___ RAW DATA ___

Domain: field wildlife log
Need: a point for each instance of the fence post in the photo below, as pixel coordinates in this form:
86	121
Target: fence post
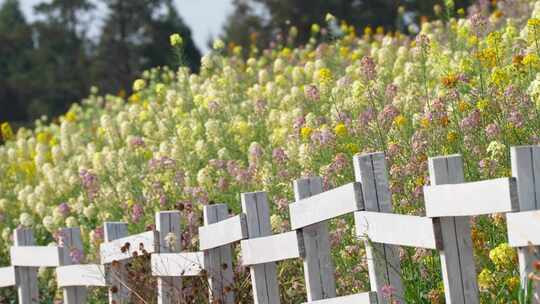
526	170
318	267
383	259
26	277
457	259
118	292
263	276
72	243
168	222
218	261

___

**WHAT YOU ARE ASKED TO DO:**
Please rewrite all of the data above as a JSON list of strings, one string per line, leaving out blank lines and the pictures.

**EXERCISE RESULT:**
[
  "Domain: field wildlife log",
  "Need: a point for each instance of the fence post in the photo below, as pixel coordinates in this form:",
  "86\t121",
  "Target: fence post",
  "526\t170",
  "318\t267",
  "383\t259",
  "26\t277",
  "457\t259",
  "118\t292",
  "263\t276",
  "72\t243",
  "168\t222",
  "218\t261"
]